I would like you to print all the records below exactly as they are.

Provided records »

____

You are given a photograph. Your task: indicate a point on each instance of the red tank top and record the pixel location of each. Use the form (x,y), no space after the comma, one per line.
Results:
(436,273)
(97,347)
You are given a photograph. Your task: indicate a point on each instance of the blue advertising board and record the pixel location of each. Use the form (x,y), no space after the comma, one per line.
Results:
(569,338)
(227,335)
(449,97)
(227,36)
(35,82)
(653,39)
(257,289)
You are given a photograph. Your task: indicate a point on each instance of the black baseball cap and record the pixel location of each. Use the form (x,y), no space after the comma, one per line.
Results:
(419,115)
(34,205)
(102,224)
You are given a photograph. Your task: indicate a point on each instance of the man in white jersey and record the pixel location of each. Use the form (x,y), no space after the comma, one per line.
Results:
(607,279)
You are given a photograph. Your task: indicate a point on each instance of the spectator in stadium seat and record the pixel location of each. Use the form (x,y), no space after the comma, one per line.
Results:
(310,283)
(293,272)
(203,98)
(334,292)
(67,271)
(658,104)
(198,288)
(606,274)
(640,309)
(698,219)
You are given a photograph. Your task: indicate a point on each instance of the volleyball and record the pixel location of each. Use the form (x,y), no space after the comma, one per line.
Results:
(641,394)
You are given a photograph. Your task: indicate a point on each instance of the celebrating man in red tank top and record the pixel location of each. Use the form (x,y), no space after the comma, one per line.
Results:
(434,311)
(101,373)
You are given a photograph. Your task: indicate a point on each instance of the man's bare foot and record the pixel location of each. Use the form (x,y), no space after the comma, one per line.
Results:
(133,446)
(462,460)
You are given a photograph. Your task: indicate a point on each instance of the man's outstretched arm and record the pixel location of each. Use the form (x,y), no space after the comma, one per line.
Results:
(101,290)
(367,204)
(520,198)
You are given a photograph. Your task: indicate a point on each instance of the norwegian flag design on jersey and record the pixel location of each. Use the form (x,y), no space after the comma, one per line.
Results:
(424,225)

____

Answer to this exercise »
You are given a photograph. Your task: indicate a point on each instance of the red tank top and record the pixel location of each. Use the form (x,y), no space after the comma, one per line.
Results:
(436,273)
(97,347)
You are given a photograph. Your task: indicate a point on each instance of the blue advertising board and record the pixel location of each. Use the form (x,y), no space after the comma, one per line.
Results:
(569,338)
(227,335)
(449,97)
(227,36)
(35,82)
(653,39)
(257,289)
You are given a photograph. Your task: indicate a point on each instance of the black baseball cap and record the pixel location of each. Use the form (x,y), no space after the comma, one per line.
Results:
(419,115)
(34,205)
(102,224)
You are given a photograph. Your task: indicate a point on each instance of the man in white jersey and record the pixel location of each. Use the form (x,y), no space after the comma, one per line.
Results:
(607,279)
You are given a photograph. Your task: indicate a point on each instance of the spectator in stadium seat and record the pixel location of each. Use the form (x,y), no space after the comma, one per line.
Results:
(310,283)
(293,272)
(203,98)
(334,292)
(67,271)
(658,104)
(198,288)
(606,274)
(640,309)
(698,219)
You are given a photograph. Your task: indicate a point on each instance of the volleyball and record the pixel location of each. Use the form (x,y), no space after the comma, one per line.
Results:
(641,394)
You are given a photograph. Your task: indicate a point on each instance of the celebrating man in red tank top and record the pixel location of each. Use the form (x,y), no space after the comma, one per line.
Results:
(434,311)
(101,373)
You are given a photograph. Your task: indicate a point on each instance of the man's bare foot and record the pixel location of each. Use the form (x,y), no space after the comma, one per line.
Results:
(133,446)
(462,460)
You are given a photograph. Your task: indicate a point on each instance of the man's outstretched arm and record the pixel location of each. Use the form (x,y), no space after the comma, one per line.
Results:
(101,290)
(367,204)
(520,198)
You are given a photograph. Your task: indicate a point on each instance of the norwegian flag design on jersey and record the pixel location of each. Use the form (x,y), no space after the comma, one per line.
Results:
(424,225)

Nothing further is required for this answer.